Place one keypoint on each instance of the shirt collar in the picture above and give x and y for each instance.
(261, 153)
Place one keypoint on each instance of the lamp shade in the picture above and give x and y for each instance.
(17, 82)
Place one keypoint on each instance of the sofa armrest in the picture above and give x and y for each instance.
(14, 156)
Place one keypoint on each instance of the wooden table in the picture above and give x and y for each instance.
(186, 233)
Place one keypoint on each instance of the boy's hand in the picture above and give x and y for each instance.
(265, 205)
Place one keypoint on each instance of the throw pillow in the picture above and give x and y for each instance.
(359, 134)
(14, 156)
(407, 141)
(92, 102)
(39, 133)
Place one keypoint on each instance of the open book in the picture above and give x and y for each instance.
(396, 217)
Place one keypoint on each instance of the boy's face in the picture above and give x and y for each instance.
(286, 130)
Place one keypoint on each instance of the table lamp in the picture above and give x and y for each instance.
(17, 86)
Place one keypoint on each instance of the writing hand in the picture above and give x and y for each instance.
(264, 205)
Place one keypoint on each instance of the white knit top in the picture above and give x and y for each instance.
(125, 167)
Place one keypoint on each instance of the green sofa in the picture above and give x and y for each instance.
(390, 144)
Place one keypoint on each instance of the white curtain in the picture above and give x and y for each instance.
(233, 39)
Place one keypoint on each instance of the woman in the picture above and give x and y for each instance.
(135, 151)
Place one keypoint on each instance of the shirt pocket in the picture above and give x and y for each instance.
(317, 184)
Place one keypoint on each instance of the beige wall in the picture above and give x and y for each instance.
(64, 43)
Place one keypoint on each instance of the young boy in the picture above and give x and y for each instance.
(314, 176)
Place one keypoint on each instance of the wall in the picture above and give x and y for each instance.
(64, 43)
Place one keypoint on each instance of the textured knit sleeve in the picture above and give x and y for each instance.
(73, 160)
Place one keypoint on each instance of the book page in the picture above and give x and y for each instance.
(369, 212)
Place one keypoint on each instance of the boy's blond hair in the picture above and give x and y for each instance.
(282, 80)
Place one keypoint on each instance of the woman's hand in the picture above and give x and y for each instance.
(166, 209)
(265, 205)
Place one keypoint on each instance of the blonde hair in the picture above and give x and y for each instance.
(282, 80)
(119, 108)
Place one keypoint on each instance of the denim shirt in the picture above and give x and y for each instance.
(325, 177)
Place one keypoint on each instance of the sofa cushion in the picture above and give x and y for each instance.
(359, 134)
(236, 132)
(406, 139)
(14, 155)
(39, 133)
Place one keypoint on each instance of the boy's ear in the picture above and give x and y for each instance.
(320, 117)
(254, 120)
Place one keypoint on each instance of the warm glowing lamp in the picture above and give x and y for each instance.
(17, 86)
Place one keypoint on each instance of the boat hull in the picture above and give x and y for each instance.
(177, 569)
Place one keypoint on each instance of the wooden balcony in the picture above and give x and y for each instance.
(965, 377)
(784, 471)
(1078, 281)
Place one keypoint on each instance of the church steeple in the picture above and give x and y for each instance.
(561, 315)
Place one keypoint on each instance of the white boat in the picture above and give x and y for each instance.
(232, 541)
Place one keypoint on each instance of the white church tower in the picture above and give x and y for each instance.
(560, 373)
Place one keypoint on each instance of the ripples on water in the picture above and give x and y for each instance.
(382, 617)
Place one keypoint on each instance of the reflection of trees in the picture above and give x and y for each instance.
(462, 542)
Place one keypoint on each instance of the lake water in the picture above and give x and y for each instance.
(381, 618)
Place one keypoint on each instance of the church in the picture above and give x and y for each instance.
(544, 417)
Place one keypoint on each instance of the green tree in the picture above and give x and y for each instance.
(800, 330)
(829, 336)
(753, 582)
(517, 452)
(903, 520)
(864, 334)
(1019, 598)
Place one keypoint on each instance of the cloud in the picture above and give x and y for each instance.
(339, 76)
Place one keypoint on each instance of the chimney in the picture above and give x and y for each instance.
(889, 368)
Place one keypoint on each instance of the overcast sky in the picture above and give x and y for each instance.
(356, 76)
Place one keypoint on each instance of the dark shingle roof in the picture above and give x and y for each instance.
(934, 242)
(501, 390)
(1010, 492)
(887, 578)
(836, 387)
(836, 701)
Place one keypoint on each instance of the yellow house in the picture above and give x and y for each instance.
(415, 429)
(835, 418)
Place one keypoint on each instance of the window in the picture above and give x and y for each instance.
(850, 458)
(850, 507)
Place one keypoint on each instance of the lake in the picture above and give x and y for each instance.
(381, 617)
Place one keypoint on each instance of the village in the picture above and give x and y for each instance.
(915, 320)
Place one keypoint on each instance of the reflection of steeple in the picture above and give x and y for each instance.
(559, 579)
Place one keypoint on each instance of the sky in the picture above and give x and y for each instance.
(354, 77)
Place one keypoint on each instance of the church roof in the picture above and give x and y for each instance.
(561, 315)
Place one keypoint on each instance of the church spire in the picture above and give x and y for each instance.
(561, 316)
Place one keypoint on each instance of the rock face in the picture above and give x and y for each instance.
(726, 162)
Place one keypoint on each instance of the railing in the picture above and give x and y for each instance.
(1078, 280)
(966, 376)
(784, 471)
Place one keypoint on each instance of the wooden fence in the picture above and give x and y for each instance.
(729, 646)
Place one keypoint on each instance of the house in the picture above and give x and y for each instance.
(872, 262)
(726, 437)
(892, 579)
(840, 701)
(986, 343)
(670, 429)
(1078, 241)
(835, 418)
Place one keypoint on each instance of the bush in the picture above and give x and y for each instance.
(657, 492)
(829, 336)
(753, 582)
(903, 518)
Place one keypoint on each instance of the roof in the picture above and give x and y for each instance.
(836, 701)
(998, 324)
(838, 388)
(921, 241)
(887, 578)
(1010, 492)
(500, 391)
☆ ☆ ☆ ☆ ☆ ☆ ☆
When you restate the listing, keep each line identical to the original.

Place one keypoint on each instance of the shirt collar in the picture above and give x and y for each instance.
(261, 153)
Place one keypoint on each instance of the lamp shade in the picture above and give x and y for each instance.
(17, 82)
Place one keypoint on each instance of the sofa armrest in the picture above and give x and y for each instance.
(14, 156)
Place one keypoint on each instance of the wooden table in the picture above and give x and y for each instance.
(186, 233)
Place one keypoint on each instance of the boy's hand in the picture above and give x and y for each instance.
(265, 205)
Place one keypoint on each instance of the throw pillow in the picture above and give x and y for each instance.
(359, 134)
(14, 156)
(407, 141)
(92, 102)
(39, 133)
Place one keypoint on each instance of the open book in the picture above and give x and y for each instance.
(396, 217)
Place one keypoint on each instance of the boy's face in the picture above and give x and y for each instance.
(286, 130)
Place one keypoint on each instance of the table lamp in the picture above and give x and y for each instance.
(17, 86)
Place one keypoint on each instance of the writing hand in the picture above and give x and y for each instance.
(264, 205)
Place one keypoint on each instance of the white knit top in the picture above and give x and y for each instance.
(125, 167)
Place one keypoint on each instance of the green sofa in the picture above and give x and y for each instance.
(390, 144)
Place one keypoint on each instance of the white curtain in the picture above and give x and y for each instance.
(233, 39)
Place one keypoint on each instance of the woman in the picture above and give x and y for each instance.
(135, 151)
Place one keypoint on each instance of the shirt pocket in the picture above and give x and y for each instance.
(317, 184)
Place one keypoint on each instance of the beige wall in the picture above and give x and y for each instance.
(64, 43)
Place one keypoint on each instance of the young boy in the picture above and give x and y for each instance.
(314, 176)
Place one keypoint on each instance of the wall in the picture above and give x and y for each instance.
(64, 43)
Place one keypoint on each instance of the textured knit sleeve in the picture above and give x and y for each instance.
(73, 160)
Place one keypoint on each instance of the book page in the picture above and give x and y for each instance.
(369, 212)
Place one keypoint on each instance of the boy's blond hair in the picture above and give x and y for each instance.
(282, 80)
Place one keypoint on each instance of the woman's hand in the picture above and give x and y for each instance.
(166, 209)
(265, 205)
Place one keypoint on each instance of the blonde hair in the picture above and give x and y for each instance.
(282, 80)
(119, 108)
Place one keypoint on each instance of the denim shirt in the picture above and give x and y for each instance.
(325, 177)
Place one keypoint on each instance of the sofa cushion in the picture above and give x and y for each instance.
(359, 134)
(236, 132)
(406, 139)
(14, 155)
(39, 133)
Place one keypoint on each instance of the boy's ear in the picture above and give x and y for each instance.
(320, 117)
(254, 120)
Place one keypoint on each instance of the warm glowing lamp in the picture above and give x and y for each instance.
(17, 86)
Place one keypoint on each instance of the boat hull in the picture above and give x and y for each instance.
(177, 569)
Place one keypoint on each instance of the wooden balcony in the picture above and give x and y for each instance.
(965, 377)
(784, 471)
(1078, 281)
Place one keypoint on each instance of the church steeple in the picture above and give x and y for each instance.
(561, 315)
Place one keypoint on each instance of the white boat in the picture above and give x and y for each instance.
(232, 541)
Place one keypoint on each instance of the white church tower in the picture above and give x and y for each instance.
(560, 373)
Place one keypoint on each instance of the ripples on water in the picture above and give x and y for each instance.
(382, 617)
Place one keypoint on each instance of the reflection of trees in the picture above and give x and y for each instance.
(462, 542)
Place one keypoint on each instance of the lake water in the picture above and give x and y for each instance.
(381, 618)
Place one keypoint on each instance of the church in the picture above and give x and y for each instance.
(544, 417)
Place one keypoint on each instance of the green tree in the picture above and give x and y for each instance.
(800, 330)
(829, 336)
(753, 582)
(517, 452)
(903, 520)
(864, 334)
(1019, 598)
Place one keypoint on each instance of the cloud in the picture above and give x and y for each instance.
(339, 76)
Place one keypoint on each instance of the chimney in the picture above and give x and y for each instance.
(889, 368)
Place one keypoint on each instance of the overcast sky in the picture above and give x and y for each instance.
(356, 76)
Place one keypoint on each instance of the dark shingle roof in the picture above and give x and y for each instance.
(934, 242)
(501, 390)
(1010, 492)
(887, 578)
(836, 387)
(836, 701)
Place one keypoint on each instance of the yellow house in the picture above and give x and y for each instance.
(415, 429)
(835, 418)
Place one keypoint on each instance of the window in the picture above and give x and y for each instance.
(850, 458)
(850, 507)
Place one keypoint on each instance of the lake in the picture above and give x and y for each instance.
(381, 617)
Place one keypoint on each instance of the village in the picture above and give x and y for each instance.
(915, 320)
Place one keypoint on each instance of the reflection of steeple in the picture above and give x and y for each instance.
(559, 579)
Place one keypoint on each instance of the sky in the picture above and give x and y for each instance.
(354, 77)
Place one keypoint on each instance of the church roof in the picture above and give x and y for each instance.
(561, 315)
Place one keypoint on each instance of the church spire in the picture above and give x and y for each instance.
(561, 316)
Place one keypoint on each instance of the rock face in the picture above and give x and y for each instance.
(726, 162)
Place one keypoint on each instance of the railing in the picture above and give x and y for each instance.
(1078, 280)
(966, 376)
(784, 471)
Place one keypoint on each instance of the wooden fence in the picture above and give x and y for each instance.
(729, 646)
Place one keypoint on each instance of the house in the picture above and give x and y for each instance.
(872, 262)
(726, 437)
(892, 579)
(840, 701)
(986, 343)
(670, 429)
(1078, 241)
(835, 418)
Place one keypoint on each instance of the bush in the picture above and give x and y for each instance.
(657, 492)
(829, 336)
(753, 582)
(903, 518)
Place one keypoint on each instance of the roof in the picture above and give x and y for each instance.
(836, 701)
(998, 324)
(838, 388)
(921, 241)
(887, 578)
(1010, 492)
(500, 391)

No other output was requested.